═══ INPUT ═══

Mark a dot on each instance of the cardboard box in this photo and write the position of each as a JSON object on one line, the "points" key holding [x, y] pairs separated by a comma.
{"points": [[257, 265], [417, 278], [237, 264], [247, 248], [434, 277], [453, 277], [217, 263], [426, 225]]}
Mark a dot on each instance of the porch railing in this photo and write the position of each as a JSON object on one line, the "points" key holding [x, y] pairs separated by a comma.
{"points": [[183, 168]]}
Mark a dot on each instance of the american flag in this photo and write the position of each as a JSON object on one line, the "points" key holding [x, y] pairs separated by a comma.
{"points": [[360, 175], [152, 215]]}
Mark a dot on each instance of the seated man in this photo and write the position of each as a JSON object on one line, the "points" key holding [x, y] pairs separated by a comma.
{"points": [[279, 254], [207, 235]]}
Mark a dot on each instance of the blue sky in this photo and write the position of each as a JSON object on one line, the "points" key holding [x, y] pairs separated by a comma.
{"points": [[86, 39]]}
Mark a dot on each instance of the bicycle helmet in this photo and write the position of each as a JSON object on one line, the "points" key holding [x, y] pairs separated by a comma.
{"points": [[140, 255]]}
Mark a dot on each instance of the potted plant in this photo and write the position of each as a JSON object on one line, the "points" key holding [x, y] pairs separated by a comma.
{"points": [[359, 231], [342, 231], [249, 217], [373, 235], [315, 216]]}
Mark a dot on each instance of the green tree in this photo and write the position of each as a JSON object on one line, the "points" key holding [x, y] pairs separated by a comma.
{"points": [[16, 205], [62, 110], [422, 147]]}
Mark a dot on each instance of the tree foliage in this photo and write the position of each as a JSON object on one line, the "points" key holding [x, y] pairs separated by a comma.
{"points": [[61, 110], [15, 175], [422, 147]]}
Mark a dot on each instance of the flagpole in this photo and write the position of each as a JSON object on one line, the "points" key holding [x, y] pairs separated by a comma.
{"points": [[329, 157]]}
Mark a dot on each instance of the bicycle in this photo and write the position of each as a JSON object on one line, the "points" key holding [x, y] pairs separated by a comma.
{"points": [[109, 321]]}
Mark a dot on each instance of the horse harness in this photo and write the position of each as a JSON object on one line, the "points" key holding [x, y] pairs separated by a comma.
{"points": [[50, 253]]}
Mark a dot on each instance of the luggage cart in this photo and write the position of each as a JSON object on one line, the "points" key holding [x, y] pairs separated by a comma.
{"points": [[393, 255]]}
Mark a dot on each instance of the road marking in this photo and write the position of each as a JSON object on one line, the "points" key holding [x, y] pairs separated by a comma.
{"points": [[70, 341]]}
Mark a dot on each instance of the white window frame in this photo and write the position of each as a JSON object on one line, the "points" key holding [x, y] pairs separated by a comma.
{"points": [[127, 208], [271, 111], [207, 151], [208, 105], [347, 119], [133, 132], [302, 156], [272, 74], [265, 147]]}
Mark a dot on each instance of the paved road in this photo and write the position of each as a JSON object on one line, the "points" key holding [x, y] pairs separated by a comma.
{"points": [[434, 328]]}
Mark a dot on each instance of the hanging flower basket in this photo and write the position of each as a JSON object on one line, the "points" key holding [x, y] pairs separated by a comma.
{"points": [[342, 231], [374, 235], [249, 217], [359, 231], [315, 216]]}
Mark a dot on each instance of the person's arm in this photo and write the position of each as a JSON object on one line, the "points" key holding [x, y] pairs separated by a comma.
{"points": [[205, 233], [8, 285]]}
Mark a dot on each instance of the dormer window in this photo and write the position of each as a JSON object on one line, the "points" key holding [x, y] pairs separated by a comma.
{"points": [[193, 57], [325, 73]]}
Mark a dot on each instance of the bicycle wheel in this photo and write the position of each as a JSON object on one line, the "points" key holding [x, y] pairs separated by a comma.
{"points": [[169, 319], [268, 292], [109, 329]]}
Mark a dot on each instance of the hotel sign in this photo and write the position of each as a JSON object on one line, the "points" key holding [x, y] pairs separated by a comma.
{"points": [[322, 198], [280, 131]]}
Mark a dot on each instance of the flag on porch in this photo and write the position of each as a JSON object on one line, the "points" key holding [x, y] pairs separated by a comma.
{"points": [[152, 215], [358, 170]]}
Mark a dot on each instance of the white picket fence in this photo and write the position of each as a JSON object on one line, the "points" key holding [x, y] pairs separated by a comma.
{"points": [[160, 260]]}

═══
═══ INPUT ═══

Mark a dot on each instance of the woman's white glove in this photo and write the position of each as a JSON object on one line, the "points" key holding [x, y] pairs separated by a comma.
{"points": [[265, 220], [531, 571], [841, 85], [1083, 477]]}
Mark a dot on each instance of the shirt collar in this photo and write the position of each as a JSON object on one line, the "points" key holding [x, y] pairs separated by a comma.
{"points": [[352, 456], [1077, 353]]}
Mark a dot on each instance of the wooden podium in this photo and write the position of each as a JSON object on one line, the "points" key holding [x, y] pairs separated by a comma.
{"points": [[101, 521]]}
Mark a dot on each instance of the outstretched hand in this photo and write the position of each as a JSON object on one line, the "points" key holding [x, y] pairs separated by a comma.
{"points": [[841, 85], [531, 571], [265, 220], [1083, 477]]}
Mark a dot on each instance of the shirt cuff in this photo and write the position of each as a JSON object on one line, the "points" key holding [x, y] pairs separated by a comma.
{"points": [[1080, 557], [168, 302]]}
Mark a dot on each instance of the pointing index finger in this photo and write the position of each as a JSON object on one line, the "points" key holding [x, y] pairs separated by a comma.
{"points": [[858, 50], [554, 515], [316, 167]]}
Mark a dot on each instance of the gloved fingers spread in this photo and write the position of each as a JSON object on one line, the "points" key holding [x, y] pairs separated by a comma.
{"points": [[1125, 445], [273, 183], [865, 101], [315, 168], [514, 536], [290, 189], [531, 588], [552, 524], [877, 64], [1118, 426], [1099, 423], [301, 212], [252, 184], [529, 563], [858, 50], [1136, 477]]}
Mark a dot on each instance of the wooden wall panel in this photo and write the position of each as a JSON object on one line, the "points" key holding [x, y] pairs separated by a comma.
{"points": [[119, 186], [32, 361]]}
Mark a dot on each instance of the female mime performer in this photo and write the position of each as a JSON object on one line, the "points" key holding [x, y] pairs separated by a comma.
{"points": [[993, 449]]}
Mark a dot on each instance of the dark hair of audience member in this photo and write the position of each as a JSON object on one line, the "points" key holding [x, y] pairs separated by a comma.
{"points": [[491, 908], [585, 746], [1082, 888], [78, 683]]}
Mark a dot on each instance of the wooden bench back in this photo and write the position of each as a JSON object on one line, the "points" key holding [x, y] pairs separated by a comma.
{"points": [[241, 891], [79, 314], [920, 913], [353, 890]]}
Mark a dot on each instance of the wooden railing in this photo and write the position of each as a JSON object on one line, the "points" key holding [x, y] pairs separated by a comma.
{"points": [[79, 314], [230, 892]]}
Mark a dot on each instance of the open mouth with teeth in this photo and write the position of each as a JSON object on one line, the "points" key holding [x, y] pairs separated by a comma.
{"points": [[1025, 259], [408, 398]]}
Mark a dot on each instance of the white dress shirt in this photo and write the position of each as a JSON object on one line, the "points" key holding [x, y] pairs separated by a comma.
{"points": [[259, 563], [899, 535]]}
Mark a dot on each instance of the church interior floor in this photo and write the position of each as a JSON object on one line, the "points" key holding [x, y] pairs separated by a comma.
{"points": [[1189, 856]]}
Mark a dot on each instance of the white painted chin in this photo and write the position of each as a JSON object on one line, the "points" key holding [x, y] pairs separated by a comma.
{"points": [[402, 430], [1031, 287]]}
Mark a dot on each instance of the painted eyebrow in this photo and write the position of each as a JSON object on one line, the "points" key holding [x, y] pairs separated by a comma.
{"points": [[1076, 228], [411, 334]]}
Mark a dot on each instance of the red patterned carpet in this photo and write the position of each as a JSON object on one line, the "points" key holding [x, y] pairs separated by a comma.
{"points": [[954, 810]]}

═══

**WRITTEN EXERCISE:**
Pick out every line of the material above that contains the word "road", treating uppercase and lowercase letters as different.

**TASK ANSWER:**
Mark a dot on each instance of the road marking in this photo and write the position of each as a JSON object on one line, the "points" key holding [x, y] pairs separated by a comma.
Mark a dot on each instance of the paved road in this photo and write the position of each as a JSON object on one line, the "points" key holding [x, y] pairs separated by a comma.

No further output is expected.